Here is a nice little class for a multi-index that can be iterated via a range-based for-loop:

#include<array>

template<int dim>
struct multi_index_t
{
    std::array<int, dim> size_array;
    template<typename ... Args>
    multi_index_t(Args&& ... args) : size_array(std::forward<Args>(args) ...) {}

    struct iterator
    {
        struct sentinel_t {};

        std::array<int, dim> index_array = {};
        std::array<int, dim> const& size_array;
        bool _end = false;

        iterator(std::array<int, dim> const& size_array) : size_array(size_array) {}

        auto& operator++()
        {
            for (int i = 0;i < dim;++i)
            {
                if (index_array[i] < size_array[i] - 1)
                {
                    ++index_array[i];
                    for (int j = 0;j < i;++j)
                    {
                        index_array[j] = 0;
                    }
                    return *this;
                }
            }
            _end = true;
            return *this;
        }
        auto& operator*()
        {
            return index_array;
        }
        bool operator!=(sentinel_t) const
        {
            return !_end;
        }
    };

    auto begin() const
    {
        return iterator{ size_array };
    }
    auto end() const
    {
        return typename iterator::sentinel_t{};
    }
};

template<typename ... index_t>
auto multi_index(index_t&& ... index)
{
    static constexpr int size = sizeof ... (index_t); 
    auto ar = std::array<int, size>{std::forward<index_t>(index) ...};
    return multi_index_t<size>(ar);
}

The basic idea is to use an array that holds a number of dim indices and then implement operator++ to increase these indices appropriately.
+===+
== Problem statement ==
According to the multi-index class above, what is the basic idea behind it?

== Source material ==
+===+
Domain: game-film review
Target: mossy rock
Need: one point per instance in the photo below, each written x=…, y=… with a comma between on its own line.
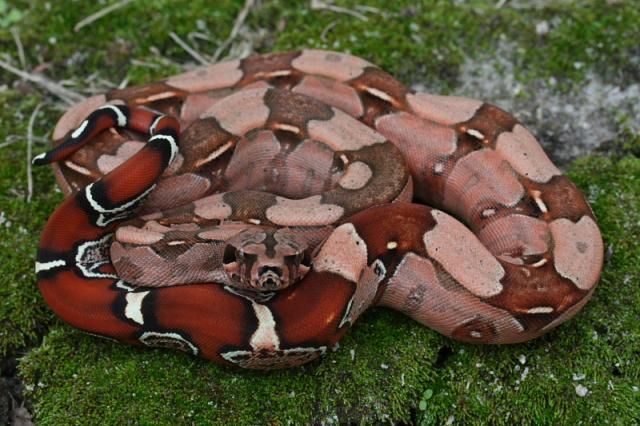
x=388, y=369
+===+
== The solution ==
It uses an array that holds dim indices and implements operator++ to increase those indices appropriately.